▶ SHORT PROBLEM: Which lines in the listing below contain the string "flag"? List every one of them in full.

- - - -

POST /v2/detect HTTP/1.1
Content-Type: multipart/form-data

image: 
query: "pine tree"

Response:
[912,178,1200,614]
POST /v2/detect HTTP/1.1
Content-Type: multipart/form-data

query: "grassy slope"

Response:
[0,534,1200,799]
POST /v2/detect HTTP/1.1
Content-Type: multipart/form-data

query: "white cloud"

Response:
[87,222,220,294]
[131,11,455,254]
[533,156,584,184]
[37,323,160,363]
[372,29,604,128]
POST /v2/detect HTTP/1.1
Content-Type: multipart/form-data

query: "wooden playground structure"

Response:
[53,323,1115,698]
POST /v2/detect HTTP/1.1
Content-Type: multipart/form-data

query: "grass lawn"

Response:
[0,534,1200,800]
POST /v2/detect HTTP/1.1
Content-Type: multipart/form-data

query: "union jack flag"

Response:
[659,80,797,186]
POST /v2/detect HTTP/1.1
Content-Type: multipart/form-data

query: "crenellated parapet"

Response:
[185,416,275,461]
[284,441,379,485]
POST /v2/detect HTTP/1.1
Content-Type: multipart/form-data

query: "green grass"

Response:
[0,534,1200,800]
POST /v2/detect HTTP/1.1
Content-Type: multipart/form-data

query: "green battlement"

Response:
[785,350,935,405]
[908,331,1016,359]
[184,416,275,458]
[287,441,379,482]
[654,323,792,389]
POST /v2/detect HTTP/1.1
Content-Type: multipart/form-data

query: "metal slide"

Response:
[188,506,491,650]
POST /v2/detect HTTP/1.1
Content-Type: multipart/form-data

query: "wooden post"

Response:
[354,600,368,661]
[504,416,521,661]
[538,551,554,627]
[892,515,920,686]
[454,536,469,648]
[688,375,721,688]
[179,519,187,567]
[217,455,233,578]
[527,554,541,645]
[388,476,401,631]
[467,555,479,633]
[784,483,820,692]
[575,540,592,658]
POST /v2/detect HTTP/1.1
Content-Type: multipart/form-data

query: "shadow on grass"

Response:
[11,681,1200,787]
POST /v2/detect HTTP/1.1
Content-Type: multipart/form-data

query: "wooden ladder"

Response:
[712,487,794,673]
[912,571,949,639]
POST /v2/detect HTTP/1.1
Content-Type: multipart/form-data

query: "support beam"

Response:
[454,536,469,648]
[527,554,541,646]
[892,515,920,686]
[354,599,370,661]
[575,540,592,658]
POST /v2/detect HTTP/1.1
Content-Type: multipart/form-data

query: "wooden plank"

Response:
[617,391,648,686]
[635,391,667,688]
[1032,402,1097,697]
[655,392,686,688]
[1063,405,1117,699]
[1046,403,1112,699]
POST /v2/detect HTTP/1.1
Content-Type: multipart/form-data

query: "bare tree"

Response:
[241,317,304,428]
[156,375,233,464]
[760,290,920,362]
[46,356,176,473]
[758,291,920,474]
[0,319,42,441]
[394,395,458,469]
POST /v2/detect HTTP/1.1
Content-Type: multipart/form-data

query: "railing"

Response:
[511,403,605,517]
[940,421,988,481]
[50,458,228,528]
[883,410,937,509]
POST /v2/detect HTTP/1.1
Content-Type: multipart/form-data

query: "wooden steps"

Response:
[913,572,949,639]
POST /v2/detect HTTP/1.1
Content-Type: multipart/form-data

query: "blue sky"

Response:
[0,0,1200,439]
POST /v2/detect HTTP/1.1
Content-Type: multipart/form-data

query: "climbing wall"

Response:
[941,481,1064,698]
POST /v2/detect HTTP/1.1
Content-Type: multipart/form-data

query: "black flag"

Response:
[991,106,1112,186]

- - - -

▶ IN RESPONSE:
query: "union jack flag"
query: "black flag"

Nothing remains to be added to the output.